◆ **TRECHO APRESENTADO**
● ● ● ● ●

Apenas consideraremos a causalidade na linha da eficiência, a qual é, aliás, aquela onde esta noção se encontra mais normalmente posta em questão pela crítica. Nessa linha, duas provas principais, uma mais particular, outra mais profunda, do principio de causalidade podem ser dadas.
– Tudo o que é movido é movido por um outro.
É a formulação aristotélica comum do princípio de causalidade. Numerosas justificações podem ser dadas no plano físico. Aqui nos situaremos por completo no ponto de vista da análise metafísica do movimento em potência e ato, onde se atingem imediatamente as razões metafísicas mais profundas. (Cf. Tomás de Aquino, Prima via, Ia Pa, q. 2, a. 3).
Partamos do movimento no sentido global, onde este termo designa toda passagem da potência ao ato, isto é, praticamente todo o devir. Por outro lado, consideremos a existência do movimento como um fato evidente. E eis como raciocinamos.
Todo movimento é uma passagem da potência ao ato.
Ora, um ser em potência não pode ser atuado senão por um ser em ato: de potentia autem non potest aliquid reduci in actu nisi per aliquid ens in actu.
Por outro lado, nenhum ser podendo estar em ato e em potência soba mesma relação, resulta finalmente que a passagem da potência ao ato não pode se efetuar senão sob a ação de um outro que esteja em ato: omne ergo quod movetur opportet ab alio moveri.
– O ser que não é por si é necessariamente por um outro.
Aqui tomamos nosso ponto de partida não mais na mudança, mas no ser que não é por si, isto é, cuja existência não decorre necessariamente de sua natureza ou de sua essência: é o contingente, o qual pode ser ou não ser; todos os seres que nos são experimentalmente dados são seres contingentes.
Consideremos um ser contingente: por si, pode tanto existir como não existir; isto é, sua existência vem de algum modo se acrescentar à sua essência; devido a isto, tal ser é uma união, uma composição de elementos diversos. Ora, o que é diverso não pode por si constituir uma unidade, a menos que uma causa exterior intervenha para dar a explicação da unidade: “quae enim secundum se diversa sunt, non conveniunt in aliquid unum, nisi per aliquam causam adunantem ipsa” (Ia Pa, q. 3, a. 7). O ser contingente onde se encontra realizada uma tal unificação de elementos diversos requer, portanto, necessariamente uma causa.
– Justificação pelo princípio de razão de ser.
Reencontramos a mesma conclusão considerando o princípio de causalidade como uma aplicação do princípio de razão de ser.

● ● ● ● ●

◆ **MATERIAL**

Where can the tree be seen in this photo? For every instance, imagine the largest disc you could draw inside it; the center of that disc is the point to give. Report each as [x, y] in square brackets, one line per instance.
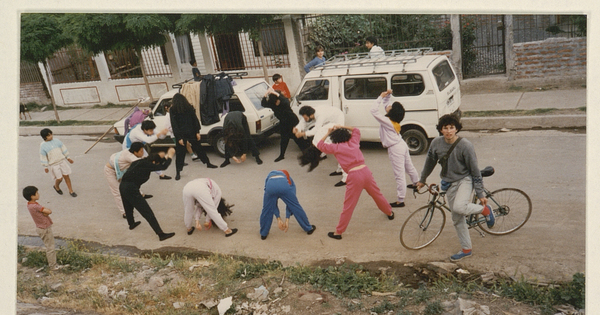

● ● ● ● ●

◆ **REQUISITOS DAS TAREFAS**
1. Traduza para o inglês esta frase do trecho sobre o princípio de causalidade: "Todo movimento é uma passagem da potência ao ato."
2. Continue o trecho sobre o princípio de causalidade a partir da última frase.

◆ **RESULTADOS DAS TAREFAS**
1. Every motion is a passage from potency to act.

2.
Todo ser que não tem sua razão de ser por si, tem-na por um outro. Ora, o ser contingente é um ser nestas condições: sua existência não tem sua razão de ser na sua essência; portanto, o ser contingente tem sua razão de ser em um outro, isto é, ele é causado.
– Valor do princípio de causalidade.
Observou-se justamente que o princípio de causalidade não é um princípio estritamente analítico, isto é, que o predicado “ser por um outro” não está contido no seu sujeito “o ser que não é por si”. Em outras palavras, posso muito bem conceber o ser contingente, este objeto que percebo atualmente, sem remontar à sua causa. Entretanto, é preciso estabelecer que, de modo derivado, o princípio de causalidade é uma verdade evidente, pois a causa se segue, como uma propriedade necessária, à natureza do contingente. Desde que compreendi o que é “o ser que não é por si” e “o ser que é por um outro”, vejo que há implicação destes dois termos, “o ser que não é por si é por um outro”
“licet habitudo ad causam non intret definitionem entis quod est causatum, tamen sequitur ad ea quae sunt de ejus ratione, quia ex hoc quod aliquid per participationem est ens, sequitur quod sit causatum ab alio. Unde hujusmodi ens non potest esse quin sit causatum, sicut nec homo quin sit risibilis”.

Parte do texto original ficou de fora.